> [WORK ITEM]
Where the line containing "Where, specifically, does the window" appears, start copying; continue through the last line below and copy nothing else.

> [MATERIAL FOR THE TASK]
== Segment start ==
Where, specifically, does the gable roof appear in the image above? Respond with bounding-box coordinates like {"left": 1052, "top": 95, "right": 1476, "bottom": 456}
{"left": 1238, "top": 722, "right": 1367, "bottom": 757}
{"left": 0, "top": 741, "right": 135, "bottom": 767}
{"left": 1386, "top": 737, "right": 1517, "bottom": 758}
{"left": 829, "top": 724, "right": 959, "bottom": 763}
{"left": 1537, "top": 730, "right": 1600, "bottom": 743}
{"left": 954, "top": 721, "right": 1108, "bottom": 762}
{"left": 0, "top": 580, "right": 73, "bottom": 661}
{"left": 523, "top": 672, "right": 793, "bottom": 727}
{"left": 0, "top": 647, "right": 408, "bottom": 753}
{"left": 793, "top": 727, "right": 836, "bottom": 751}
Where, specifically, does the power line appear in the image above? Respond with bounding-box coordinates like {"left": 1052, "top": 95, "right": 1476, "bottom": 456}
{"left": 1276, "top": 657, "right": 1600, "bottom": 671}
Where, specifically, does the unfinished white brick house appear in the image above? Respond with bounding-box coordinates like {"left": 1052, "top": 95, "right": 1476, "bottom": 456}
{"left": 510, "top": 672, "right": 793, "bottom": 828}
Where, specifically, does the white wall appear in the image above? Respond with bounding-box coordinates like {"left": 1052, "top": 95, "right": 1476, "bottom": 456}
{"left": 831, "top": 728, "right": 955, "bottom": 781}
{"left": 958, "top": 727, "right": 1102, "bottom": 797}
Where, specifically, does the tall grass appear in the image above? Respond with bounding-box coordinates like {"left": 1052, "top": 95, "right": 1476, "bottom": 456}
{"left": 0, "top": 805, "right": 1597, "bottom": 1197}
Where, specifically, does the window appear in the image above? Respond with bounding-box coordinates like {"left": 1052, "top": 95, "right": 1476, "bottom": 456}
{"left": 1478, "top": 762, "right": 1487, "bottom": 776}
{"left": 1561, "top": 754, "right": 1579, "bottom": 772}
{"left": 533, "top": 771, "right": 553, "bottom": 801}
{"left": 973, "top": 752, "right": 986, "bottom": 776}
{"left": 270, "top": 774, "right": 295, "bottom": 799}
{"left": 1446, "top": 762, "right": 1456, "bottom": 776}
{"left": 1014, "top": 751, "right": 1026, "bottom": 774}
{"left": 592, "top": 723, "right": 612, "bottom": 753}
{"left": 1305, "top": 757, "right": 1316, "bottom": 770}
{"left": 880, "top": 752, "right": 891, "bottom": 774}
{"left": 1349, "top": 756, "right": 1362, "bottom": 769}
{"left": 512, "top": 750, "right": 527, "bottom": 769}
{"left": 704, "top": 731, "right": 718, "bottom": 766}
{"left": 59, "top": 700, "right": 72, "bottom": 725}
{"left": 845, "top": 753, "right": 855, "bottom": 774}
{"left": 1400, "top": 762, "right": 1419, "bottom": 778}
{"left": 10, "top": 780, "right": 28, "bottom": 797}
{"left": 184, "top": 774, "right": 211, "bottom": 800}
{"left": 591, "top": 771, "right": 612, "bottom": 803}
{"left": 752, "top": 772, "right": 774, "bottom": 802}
== Segment end ==
> [RESPONSE TO THE TASK]
Where, specifically, does the window appear in the image above? Respond with bounding-box coordinates like {"left": 1052, "top": 95, "right": 1476, "bottom": 456}
{"left": 1478, "top": 762, "right": 1487, "bottom": 776}
{"left": 1561, "top": 754, "right": 1579, "bottom": 772}
{"left": 533, "top": 771, "right": 553, "bottom": 801}
{"left": 973, "top": 752, "right": 986, "bottom": 776}
{"left": 270, "top": 774, "right": 295, "bottom": 799}
{"left": 1446, "top": 762, "right": 1456, "bottom": 776}
{"left": 1014, "top": 751, "right": 1026, "bottom": 774}
{"left": 592, "top": 723, "right": 612, "bottom": 753}
{"left": 1305, "top": 757, "right": 1316, "bottom": 770}
{"left": 880, "top": 752, "right": 891, "bottom": 774}
{"left": 1349, "top": 756, "right": 1362, "bottom": 769}
{"left": 512, "top": 750, "right": 527, "bottom": 769}
{"left": 704, "top": 731, "right": 718, "bottom": 766}
{"left": 59, "top": 700, "right": 72, "bottom": 725}
{"left": 845, "top": 753, "right": 855, "bottom": 774}
{"left": 1400, "top": 762, "right": 1419, "bottom": 778}
{"left": 10, "top": 780, "right": 28, "bottom": 797}
{"left": 184, "top": 774, "right": 211, "bottom": 800}
{"left": 591, "top": 771, "right": 612, "bottom": 803}
{"left": 752, "top": 772, "right": 774, "bottom": 802}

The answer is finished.